■ Task objective ■
Reproduce every record below verbatim, line for line, with no changes.

■ Data shown ■
━━━━━━━━━━━━━━━━━━━━

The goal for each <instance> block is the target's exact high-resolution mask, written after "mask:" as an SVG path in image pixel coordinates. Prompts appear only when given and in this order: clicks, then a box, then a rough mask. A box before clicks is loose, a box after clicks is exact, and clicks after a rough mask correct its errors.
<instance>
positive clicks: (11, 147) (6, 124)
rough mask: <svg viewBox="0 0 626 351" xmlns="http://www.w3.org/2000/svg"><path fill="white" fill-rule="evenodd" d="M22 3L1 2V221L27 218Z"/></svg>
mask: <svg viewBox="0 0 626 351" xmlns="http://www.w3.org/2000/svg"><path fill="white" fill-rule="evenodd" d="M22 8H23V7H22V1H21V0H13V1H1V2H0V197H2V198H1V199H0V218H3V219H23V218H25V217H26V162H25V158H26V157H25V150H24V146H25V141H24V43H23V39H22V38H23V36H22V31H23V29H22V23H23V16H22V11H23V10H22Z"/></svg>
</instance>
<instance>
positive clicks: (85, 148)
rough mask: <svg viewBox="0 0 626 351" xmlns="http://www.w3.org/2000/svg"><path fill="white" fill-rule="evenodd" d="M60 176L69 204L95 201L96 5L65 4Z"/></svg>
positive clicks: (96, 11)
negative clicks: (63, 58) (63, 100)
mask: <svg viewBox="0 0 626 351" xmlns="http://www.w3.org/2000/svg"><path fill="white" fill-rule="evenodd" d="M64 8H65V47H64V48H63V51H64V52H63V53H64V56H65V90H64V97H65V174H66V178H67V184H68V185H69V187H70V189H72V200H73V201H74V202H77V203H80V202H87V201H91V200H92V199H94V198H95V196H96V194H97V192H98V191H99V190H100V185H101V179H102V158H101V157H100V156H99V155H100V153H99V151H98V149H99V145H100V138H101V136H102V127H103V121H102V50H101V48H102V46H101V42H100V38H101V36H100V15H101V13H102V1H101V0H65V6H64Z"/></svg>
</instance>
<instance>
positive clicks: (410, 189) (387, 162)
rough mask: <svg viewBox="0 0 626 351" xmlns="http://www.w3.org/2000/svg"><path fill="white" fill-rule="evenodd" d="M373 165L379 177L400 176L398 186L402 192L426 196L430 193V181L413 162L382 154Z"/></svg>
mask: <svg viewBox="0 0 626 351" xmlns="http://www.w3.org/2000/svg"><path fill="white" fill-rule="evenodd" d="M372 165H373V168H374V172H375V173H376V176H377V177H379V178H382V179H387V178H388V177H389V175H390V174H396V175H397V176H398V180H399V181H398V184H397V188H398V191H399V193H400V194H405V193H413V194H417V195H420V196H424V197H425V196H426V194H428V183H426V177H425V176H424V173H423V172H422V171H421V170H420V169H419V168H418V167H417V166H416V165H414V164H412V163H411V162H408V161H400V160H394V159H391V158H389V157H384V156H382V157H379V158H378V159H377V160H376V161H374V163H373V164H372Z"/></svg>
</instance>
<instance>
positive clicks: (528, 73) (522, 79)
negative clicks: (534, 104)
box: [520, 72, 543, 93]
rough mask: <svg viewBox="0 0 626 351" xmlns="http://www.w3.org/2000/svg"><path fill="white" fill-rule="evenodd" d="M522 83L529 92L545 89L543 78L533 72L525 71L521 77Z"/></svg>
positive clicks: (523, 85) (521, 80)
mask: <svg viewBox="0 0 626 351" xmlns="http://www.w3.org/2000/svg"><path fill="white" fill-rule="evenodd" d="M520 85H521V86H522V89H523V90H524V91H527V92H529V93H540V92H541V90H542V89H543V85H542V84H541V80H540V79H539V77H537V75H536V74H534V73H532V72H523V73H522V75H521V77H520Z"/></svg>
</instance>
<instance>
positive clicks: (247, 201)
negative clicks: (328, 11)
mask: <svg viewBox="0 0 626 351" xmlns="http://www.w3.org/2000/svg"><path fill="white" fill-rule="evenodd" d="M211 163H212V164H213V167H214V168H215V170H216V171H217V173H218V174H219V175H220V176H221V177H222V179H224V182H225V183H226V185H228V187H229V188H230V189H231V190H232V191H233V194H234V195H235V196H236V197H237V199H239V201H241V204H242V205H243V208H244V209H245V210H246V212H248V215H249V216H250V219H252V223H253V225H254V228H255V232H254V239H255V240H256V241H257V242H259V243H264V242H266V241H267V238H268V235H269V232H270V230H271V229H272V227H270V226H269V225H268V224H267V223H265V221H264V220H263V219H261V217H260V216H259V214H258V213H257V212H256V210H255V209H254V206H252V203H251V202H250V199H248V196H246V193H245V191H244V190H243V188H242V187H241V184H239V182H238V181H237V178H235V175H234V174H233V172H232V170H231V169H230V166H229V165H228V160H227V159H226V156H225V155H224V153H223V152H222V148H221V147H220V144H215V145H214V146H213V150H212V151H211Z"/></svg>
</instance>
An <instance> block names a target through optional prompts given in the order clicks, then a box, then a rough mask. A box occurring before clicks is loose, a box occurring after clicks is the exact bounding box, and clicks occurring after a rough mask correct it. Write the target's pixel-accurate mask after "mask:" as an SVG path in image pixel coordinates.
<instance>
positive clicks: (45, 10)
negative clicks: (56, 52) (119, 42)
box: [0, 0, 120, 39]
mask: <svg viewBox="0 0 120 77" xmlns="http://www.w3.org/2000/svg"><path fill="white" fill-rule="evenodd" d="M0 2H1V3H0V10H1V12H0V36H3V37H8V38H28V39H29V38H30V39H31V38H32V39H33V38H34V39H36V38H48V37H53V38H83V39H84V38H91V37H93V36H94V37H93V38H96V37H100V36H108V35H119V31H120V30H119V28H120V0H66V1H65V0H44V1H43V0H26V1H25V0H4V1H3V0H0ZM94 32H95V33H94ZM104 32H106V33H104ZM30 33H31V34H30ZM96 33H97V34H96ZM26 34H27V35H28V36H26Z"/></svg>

━━━━━━━━━━━━━━━━━━━━

■ Exercise output ■
The goal for each <instance> block is the target's exact high-resolution mask, written after "mask:" as an SVG path in image pixel coordinates. Prompts appear only when given and in this order: clicks, then a box, then a rough mask. A box before clicks is loose, a box after clicks is exact, and clicks after a rough mask correct its errors.
<instance>
positive clicks: (11, 147) (6, 124)
rough mask: <svg viewBox="0 0 626 351" xmlns="http://www.w3.org/2000/svg"><path fill="white" fill-rule="evenodd" d="M22 3L1 2V221L27 218Z"/></svg>
mask: <svg viewBox="0 0 626 351" xmlns="http://www.w3.org/2000/svg"><path fill="white" fill-rule="evenodd" d="M22 8H23V7H22V1H21V0H13V1H1V2H0V197H2V198H1V199H0V218H3V219H23V218H25V217H26V162H25V158H26V157H25V150H24V146H25V141H24V43H23V39H22V38H23V36H22V31H23V29H22V23H23V16H22V11H23V10H22Z"/></svg>
</instance>
<instance>
positive clicks: (85, 148)
rough mask: <svg viewBox="0 0 626 351" xmlns="http://www.w3.org/2000/svg"><path fill="white" fill-rule="evenodd" d="M60 176L69 204L95 201L96 5L65 4Z"/></svg>
positive clicks: (96, 11)
negative clicks: (63, 58) (63, 100)
mask: <svg viewBox="0 0 626 351" xmlns="http://www.w3.org/2000/svg"><path fill="white" fill-rule="evenodd" d="M64 8H65V47H64V48H63V51H64V52H63V53H64V56H65V90H64V97H65V174H66V178H67V184H68V185H69V187H70V189H72V200H73V201H74V202H77V203H80V202H87V201H91V200H92V199H94V198H95V196H96V194H97V192H98V191H99V190H100V185H101V179H102V158H101V157H100V156H99V155H100V153H99V151H98V149H99V145H100V138H101V136H102V127H103V121H102V50H101V48H102V46H101V42H100V38H101V36H100V15H101V13H102V1H101V0H65V6H64Z"/></svg>
</instance>
<instance>
positive clicks: (410, 189) (387, 162)
rough mask: <svg viewBox="0 0 626 351" xmlns="http://www.w3.org/2000/svg"><path fill="white" fill-rule="evenodd" d="M373 165L379 177L400 176L398 186L402 192L426 196L430 193V181L413 162L382 154Z"/></svg>
mask: <svg viewBox="0 0 626 351" xmlns="http://www.w3.org/2000/svg"><path fill="white" fill-rule="evenodd" d="M372 165H373V168H374V172H375V173H376V176H377V177H379V178H382V179H387V178H388V177H389V175H390V174H396V175H397V176H398V180H399V181H398V184H397V188H398V191H399V193H400V194H405V193H413V194H417V195H420V196H424V197H425V196H426V194H428V183H426V177H425V176H424V173H423V172H422V171H421V170H420V169H419V168H418V167H417V166H416V165H414V164H412V163H411V162H408V161H400V160H394V159H391V158H389V157H384V156H382V157H379V158H378V159H377V160H376V161H374V163H373V164H372Z"/></svg>
</instance>
<instance>
positive clicks: (528, 73) (522, 79)
negative clicks: (534, 104)
box: [520, 72, 543, 93]
rough mask: <svg viewBox="0 0 626 351" xmlns="http://www.w3.org/2000/svg"><path fill="white" fill-rule="evenodd" d="M522 83L529 92L545 89L543 78L533 72L525 71L521 77Z"/></svg>
positive clicks: (523, 85) (521, 80)
mask: <svg viewBox="0 0 626 351" xmlns="http://www.w3.org/2000/svg"><path fill="white" fill-rule="evenodd" d="M520 85H521V86H522V89H523V90H524V91H527V92H529V93H540V92H541V90H542V89H543V85H542V84H541V80H540V79H539V77H537V75H536V74H534V73H532V72H523V73H522V75H521V77H520Z"/></svg>
</instance>
<instance>
positive clicks: (247, 201)
negative clicks: (328, 11)
mask: <svg viewBox="0 0 626 351" xmlns="http://www.w3.org/2000/svg"><path fill="white" fill-rule="evenodd" d="M211 163H212V164H213V167H214V168H215V170H216V171H217V173H218V174H219V175H220V176H221V177H222V179H224V182H225V183H226V185H228V187H229V188H230V189H231V190H232V191H233V194H234V195H235V196H236V197H237V199H239V201H241V204H242V205H243V208H244V209H245V210H246V212H248V215H249V216H250V219H252V223H253V225H254V228H255V232H254V239H255V240H256V241H257V242H259V243H264V242H266V241H267V238H268V235H269V232H270V230H271V229H272V227H270V226H269V225H268V224H267V223H265V221H264V220H263V219H261V217H260V216H259V214H258V213H257V212H256V210H255V209H254V206H252V203H251V202H250V199H248V196H246V193H245V191H244V190H243V188H242V187H241V184H239V182H238V181H237V178H235V175H234V174H233V172H232V170H231V169H230V166H229V165H228V160H227V159H226V156H225V155H224V153H223V152H222V148H221V147H220V144H215V145H214V146H213V150H212V151H211Z"/></svg>
</instance>
An <instance> block names a target through optional prompts given in the order clicks, then a box, then a rough mask. A box occurring before clicks is loose, a box occurring after clicks is the exact bounding box, and clicks occurring after a rough mask correct it. Write the target's pixel-accurate mask after "mask:" as an SVG path in image pixel coordinates.
<instance>
positive clicks: (45, 10)
negative clicks: (56, 52) (119, 42)
box: [0, 0, 120, 39]
mask: <svg viewBox="0 0 120 77" xmlns="http://www.w3.org/2000/svg"><path fill="white" fill-rule="evenodd" d="M0 2H1V3H0V10H1V12H0V36H3V37H8V38H28V39H29V38H30V39H31V38H32V39H33V38H34V39H36V38H48V37H53V38H83V39H84V38H91V37H93V36H94V37H93V38H96V37H100V36H108V35H119V31H120V30H119V28H120V0H66V1H65V0H44V1H43V0H26V1H25V0H4V1H3V0H0ZM94 32H95V33H94ZM104 32H106V33H104ZM30 33H31V34H30ZM96 33H97V34H96ZM26 34H27V35H28V36H26Z"/></svg>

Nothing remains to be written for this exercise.